Living with resentment or carrying the weight of roles that should be shared (particularly as it relates to invisible labor and emotional labor) will keep your anarchist fire dim. There is nothing anti-revolutionary about having a warm, loving home life. In a world where gendered roles are designed to keep us at odds within our marriage and the unpaid labor of raising children is meant to keep us yelling at our kids, having a safe, compassionate space for your family is absolutely radical.


Parent v Child

Rampant violence against children is not new. Our preference for intellectual superiority and the isolating push for individuality above collective makes children seem both stupid and burdensome. It was only in the 1980s that the medical community realized that babies can feel pain – prior to that they didn’t even bother to anesthetize them before performing surgery. Our ability to devalue and debase children has a long, storied history.


And beyond that, the fact that late-stage capitalism keeps us all tired, overburdened and lacking the basic necessities of survival ensures that coming home to someone who needs yet more from you seems outrageous. Particularly when those needs are primarily emotional and connection-based, in a society that dismisses feelings and mocks vulnerable intimacy.
※
§ Goal of the exercise:
Transcribe the passage on parenting and anarchism word for word, starting at "Parent v Child" and ending at "long, storied history.".

§ Information shown:
※
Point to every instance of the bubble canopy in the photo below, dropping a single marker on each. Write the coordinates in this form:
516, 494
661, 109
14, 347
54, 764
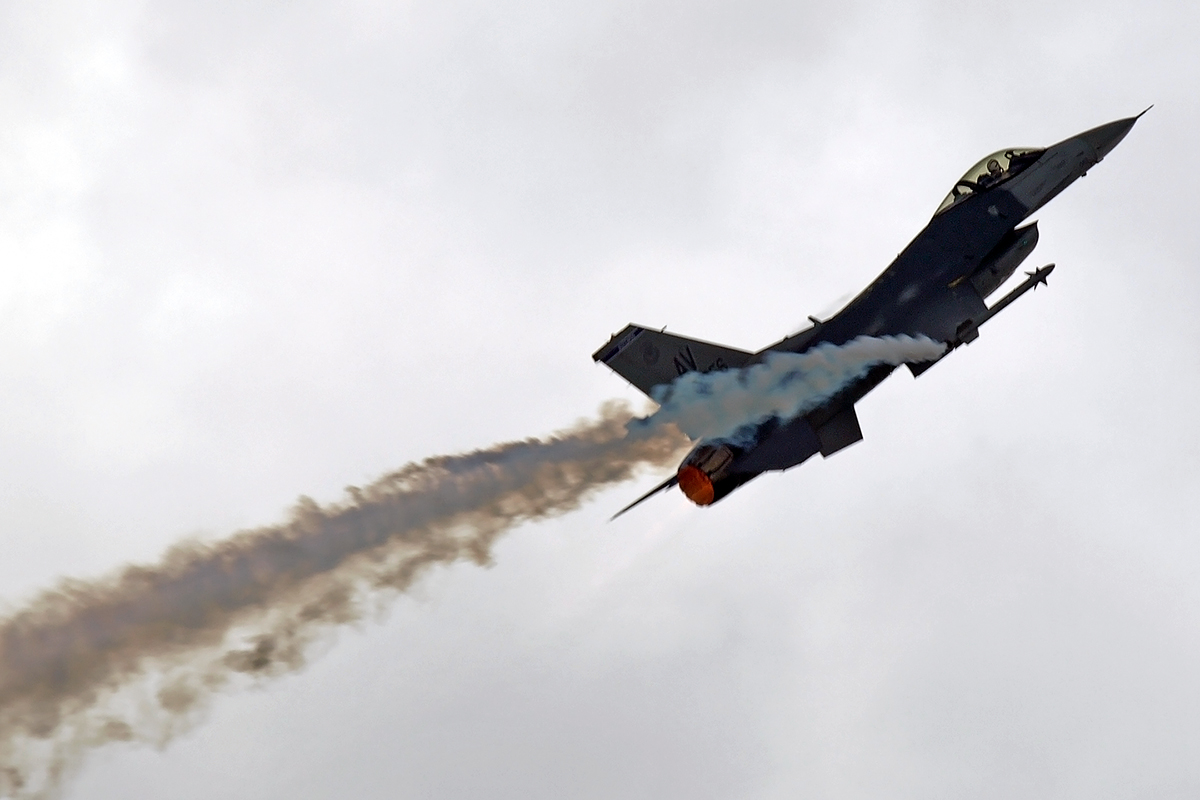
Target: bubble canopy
987, 174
※
§ Response below:
Parent v Child

Rampant violence against children is not new. Our preference for intellectual superiority and the isolating push for individuality above collective makes children seem both stupid and burdensome. It was only in the 1980s that the medical community realized that babies can feel pain – prior to that they didn’t even bother to anesthetize them before performing surgery. Our ability to devalue and debase children has a long, storied history.